__Dados__
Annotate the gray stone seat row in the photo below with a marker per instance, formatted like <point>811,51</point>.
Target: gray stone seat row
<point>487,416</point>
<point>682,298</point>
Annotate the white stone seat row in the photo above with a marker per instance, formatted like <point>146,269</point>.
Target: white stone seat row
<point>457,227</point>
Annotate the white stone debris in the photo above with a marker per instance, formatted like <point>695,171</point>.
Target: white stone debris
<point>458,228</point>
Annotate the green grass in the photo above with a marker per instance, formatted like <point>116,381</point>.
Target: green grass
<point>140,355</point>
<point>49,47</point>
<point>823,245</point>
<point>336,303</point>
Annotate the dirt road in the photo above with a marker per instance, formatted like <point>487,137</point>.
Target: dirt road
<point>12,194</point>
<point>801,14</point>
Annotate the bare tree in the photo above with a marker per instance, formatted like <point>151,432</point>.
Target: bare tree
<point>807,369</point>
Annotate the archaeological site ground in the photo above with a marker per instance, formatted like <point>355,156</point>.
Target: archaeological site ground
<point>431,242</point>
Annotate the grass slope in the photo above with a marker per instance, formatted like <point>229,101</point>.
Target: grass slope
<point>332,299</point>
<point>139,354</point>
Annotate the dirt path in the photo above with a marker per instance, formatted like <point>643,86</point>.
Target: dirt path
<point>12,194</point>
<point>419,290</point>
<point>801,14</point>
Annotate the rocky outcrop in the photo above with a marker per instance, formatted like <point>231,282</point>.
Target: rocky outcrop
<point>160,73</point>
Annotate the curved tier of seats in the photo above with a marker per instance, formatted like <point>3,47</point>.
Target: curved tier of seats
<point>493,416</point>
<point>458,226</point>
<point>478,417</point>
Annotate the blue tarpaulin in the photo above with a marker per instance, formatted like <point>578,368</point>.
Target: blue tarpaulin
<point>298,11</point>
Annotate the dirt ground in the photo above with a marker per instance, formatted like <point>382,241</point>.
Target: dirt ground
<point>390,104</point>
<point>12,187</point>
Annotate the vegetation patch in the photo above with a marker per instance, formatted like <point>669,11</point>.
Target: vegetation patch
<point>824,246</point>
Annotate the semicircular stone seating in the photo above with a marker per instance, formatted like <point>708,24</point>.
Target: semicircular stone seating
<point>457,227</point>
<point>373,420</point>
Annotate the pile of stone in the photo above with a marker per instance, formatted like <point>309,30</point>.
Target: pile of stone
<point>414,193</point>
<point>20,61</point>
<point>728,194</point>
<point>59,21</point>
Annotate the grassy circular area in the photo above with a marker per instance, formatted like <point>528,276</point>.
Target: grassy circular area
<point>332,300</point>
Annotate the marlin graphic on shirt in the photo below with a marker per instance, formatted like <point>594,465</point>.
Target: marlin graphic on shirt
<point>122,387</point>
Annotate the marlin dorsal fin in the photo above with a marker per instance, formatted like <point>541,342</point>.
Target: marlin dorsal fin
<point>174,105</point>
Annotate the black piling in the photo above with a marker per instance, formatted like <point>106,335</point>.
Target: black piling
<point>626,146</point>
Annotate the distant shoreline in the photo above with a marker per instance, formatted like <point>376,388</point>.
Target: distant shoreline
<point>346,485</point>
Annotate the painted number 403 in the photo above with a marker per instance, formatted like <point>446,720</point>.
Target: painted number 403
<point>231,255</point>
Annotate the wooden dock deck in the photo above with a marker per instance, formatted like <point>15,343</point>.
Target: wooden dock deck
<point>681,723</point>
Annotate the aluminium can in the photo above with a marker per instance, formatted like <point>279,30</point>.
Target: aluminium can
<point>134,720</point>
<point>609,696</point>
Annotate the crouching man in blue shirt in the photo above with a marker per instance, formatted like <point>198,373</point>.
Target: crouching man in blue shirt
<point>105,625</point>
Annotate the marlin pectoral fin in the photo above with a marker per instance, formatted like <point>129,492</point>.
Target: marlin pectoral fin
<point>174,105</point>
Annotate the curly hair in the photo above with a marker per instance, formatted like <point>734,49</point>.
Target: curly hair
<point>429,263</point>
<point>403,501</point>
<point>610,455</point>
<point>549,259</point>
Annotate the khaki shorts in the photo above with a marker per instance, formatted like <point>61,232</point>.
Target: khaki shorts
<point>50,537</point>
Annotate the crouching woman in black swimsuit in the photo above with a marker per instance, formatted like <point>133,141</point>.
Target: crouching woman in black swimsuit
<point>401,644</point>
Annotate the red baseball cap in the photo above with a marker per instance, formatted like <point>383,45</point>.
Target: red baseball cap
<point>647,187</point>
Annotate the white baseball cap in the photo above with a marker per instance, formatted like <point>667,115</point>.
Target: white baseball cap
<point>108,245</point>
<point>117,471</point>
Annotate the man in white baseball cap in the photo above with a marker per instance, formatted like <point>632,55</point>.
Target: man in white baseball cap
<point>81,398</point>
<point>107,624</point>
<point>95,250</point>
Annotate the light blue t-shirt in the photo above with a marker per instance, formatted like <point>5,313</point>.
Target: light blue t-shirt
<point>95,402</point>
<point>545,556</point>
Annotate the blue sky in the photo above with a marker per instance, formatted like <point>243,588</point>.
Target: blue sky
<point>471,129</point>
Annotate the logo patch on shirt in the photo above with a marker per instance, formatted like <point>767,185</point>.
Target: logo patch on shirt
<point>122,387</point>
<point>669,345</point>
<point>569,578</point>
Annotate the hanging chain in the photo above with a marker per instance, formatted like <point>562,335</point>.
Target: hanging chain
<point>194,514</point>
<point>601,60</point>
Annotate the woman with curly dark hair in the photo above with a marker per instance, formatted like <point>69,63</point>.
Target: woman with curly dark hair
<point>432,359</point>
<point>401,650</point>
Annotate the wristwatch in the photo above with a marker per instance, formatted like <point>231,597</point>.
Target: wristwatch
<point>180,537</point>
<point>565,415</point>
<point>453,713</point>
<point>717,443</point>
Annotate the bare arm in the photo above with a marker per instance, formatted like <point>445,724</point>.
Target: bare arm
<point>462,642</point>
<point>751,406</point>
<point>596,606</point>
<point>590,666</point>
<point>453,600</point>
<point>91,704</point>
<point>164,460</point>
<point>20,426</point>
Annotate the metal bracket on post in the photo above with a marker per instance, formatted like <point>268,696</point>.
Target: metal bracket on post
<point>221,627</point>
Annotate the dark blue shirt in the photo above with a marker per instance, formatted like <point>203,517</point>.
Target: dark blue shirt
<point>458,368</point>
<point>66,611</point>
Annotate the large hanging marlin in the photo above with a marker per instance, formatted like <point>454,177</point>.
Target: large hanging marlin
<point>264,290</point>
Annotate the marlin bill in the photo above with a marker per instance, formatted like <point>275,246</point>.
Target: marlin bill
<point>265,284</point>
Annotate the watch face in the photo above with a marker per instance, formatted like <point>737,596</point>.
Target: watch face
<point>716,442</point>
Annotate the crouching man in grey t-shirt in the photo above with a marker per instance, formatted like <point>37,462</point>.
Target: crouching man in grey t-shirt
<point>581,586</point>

__Instruções do exercício__
Como ficam os registros, desde o início até a linha que contém "<point>682,298</point>", inclusive, se "stone" for renomeado para "granite"? Reescreva apenas esse trecho, sem nenhuma outra alteração.

__Solução__
Annotate the gray granite seat row in the photo below with a marker per instance, formatted like <point>811,51</point>.
Target: gray granite seat row
<point>487,416</point>
<point>682,298</point>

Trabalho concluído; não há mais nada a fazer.